SOURCE TEXT:
—————

No one talks about this part.
The part where you know your child has dyslexia.
You understand it.
You’ve done the research.
You’ve even changed how you respond.
And yet…
You still feel frustrated.
You still have moments where your patience runs thin.
Moments where you think,
“We’ve been working on this… why isn’t it sticking?”
Moments where exhaustion wins,
and your tone comes out sharper than you meant it to.
And the guilt?
It comes fast.
Because now you know better.
So you feel like you should do better.
But here’s the truth most people won’t say out loud:
Understanding dyslexia doesn’t erase the hard parts of parenting it.
It just makes you more aware of them.
You’re still human.
You’re still juggling life, responsibilities, stress, and expectations.
And now you’re also carrying the emotional weight of advocating, supporting, and fighting for your child in ways most parents never have to.
That’s heavy.
And frustration?
It doesn’t mean you don’t love your child.
It doesn’t mean you’re failing.
It means you’re in it.
Fully.
Daily.
Relentlessly.
What matters isn’t whether frustration shows up.
What matters is what happens next.
Do we repair?
Do we reconnect?
Do we remind our child—and ourselves—that this journey isn’t about perfection?
Because your child doesn’t need a perfect parent.
They need a present one.
One who keeps showing up.
One who keeps learning.

—————

EXCERPTED DATA:
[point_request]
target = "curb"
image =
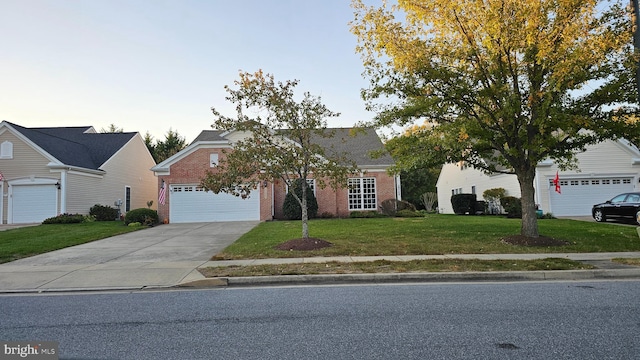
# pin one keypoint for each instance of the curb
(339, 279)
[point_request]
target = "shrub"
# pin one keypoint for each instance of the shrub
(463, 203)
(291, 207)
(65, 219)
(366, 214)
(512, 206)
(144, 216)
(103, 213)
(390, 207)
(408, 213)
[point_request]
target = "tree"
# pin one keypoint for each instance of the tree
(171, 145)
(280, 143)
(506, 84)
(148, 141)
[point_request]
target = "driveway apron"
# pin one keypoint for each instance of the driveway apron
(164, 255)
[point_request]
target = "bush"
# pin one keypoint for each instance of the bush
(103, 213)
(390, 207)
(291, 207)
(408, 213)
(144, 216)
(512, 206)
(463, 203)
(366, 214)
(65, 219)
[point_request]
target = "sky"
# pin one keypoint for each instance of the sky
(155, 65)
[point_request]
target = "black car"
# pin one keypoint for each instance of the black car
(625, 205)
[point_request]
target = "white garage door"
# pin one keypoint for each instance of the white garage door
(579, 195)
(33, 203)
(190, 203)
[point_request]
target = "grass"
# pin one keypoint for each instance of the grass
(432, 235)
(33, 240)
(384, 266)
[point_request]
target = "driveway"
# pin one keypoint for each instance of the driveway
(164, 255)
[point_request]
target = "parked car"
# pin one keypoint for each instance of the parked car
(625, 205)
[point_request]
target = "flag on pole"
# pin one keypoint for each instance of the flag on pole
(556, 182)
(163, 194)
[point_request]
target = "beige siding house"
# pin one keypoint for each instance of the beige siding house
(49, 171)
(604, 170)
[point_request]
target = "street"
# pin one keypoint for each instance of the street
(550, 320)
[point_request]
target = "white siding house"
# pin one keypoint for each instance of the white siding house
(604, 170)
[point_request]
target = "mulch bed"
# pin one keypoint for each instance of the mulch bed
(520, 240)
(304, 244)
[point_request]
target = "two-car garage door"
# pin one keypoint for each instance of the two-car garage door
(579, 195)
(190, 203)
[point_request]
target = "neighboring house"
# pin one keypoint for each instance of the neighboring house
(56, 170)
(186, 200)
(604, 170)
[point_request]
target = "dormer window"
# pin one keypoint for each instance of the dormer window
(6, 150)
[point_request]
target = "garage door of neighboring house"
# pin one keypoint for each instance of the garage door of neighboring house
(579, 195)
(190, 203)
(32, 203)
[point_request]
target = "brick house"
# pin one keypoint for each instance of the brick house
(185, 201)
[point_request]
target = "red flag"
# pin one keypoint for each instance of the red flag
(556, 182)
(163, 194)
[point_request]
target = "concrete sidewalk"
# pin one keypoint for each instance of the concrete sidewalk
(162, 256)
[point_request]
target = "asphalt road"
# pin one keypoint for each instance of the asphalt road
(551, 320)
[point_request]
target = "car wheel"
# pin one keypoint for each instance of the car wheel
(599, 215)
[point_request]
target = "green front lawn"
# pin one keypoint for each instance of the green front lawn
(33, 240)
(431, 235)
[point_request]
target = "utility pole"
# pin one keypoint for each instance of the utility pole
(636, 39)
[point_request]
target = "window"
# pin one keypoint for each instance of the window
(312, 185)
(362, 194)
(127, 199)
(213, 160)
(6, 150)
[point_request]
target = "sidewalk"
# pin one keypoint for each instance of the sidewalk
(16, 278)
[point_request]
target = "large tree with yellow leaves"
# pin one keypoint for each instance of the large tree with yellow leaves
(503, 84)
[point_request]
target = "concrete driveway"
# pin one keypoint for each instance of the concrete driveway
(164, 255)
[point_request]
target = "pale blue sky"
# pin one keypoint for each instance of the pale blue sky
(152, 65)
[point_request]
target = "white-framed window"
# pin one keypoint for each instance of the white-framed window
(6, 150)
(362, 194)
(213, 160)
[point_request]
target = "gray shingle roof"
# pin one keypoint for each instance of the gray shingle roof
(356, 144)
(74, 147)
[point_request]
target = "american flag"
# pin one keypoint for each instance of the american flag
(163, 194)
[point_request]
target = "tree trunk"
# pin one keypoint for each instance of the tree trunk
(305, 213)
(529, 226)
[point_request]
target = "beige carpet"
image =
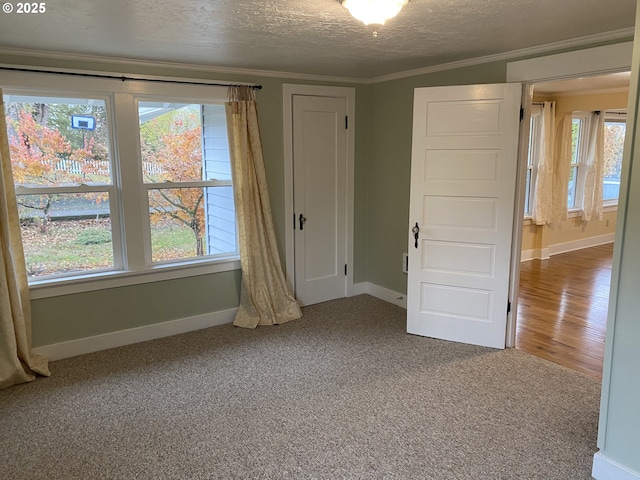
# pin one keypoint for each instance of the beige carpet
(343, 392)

—————

Transcribe from the post on parenting a child with dyslexia, word for word, the part that opens with the words containing "That’s heavy." and closes with "a perfect parent.".

ANSWER BELOW:
That’s heavy.
And frustration?
It doesn’t mean you don’t love your child.
It doesn’t mean you’re failing.
It means you’re in it.
Fully.
Daily.
Relentlessly.
What matters isn’t whether frustration shows up.
What matters is what happens next.
Do we repair?
Do we reconnect?
Do we remind our child—and ourselves—that this journey isn’t about perfection?
Because your child doesn’t need a perfect parent.